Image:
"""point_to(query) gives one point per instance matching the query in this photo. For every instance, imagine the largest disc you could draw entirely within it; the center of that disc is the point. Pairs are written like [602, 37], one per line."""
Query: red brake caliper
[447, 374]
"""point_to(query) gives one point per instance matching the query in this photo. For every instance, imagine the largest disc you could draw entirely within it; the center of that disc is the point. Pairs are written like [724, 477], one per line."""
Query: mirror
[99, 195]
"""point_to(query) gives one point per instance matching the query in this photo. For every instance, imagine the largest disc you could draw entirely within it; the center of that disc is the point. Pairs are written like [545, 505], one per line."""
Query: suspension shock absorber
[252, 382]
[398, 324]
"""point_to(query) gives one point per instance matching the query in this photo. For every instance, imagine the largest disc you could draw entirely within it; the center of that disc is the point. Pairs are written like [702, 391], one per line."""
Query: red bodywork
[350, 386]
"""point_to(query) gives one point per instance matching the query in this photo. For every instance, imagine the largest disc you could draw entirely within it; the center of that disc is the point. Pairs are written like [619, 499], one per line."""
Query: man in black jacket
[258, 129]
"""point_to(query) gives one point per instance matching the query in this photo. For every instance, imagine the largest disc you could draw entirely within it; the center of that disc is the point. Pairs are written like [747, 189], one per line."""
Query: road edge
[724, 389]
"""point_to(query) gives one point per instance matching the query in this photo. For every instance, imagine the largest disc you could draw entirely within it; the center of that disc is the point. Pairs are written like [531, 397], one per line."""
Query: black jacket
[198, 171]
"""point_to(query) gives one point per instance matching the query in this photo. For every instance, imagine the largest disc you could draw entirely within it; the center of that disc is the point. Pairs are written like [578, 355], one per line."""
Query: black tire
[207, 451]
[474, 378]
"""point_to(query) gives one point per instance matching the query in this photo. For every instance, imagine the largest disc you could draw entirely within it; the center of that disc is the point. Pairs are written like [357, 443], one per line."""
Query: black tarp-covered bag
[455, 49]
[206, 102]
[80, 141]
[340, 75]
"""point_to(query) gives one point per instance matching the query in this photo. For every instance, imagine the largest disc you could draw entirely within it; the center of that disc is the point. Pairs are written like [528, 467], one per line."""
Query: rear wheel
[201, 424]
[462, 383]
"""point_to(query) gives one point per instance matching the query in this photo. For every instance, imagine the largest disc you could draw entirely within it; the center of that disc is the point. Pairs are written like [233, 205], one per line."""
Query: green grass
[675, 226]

* * *

● **Exercise aim**:
Copy the listing above word for word, from the line containing "[357, 443], one" through the line containing "Query: black tarp-covered bag".

● **Result for this task**:
"""point_to(query) gives one point per instance matching the query in this photo. For every instance, imagine the largest disc you could draw entirely within it; the center of that disc is the point. Pairs are written like [357, 443], one per line."""
Query: black tarp-covered bag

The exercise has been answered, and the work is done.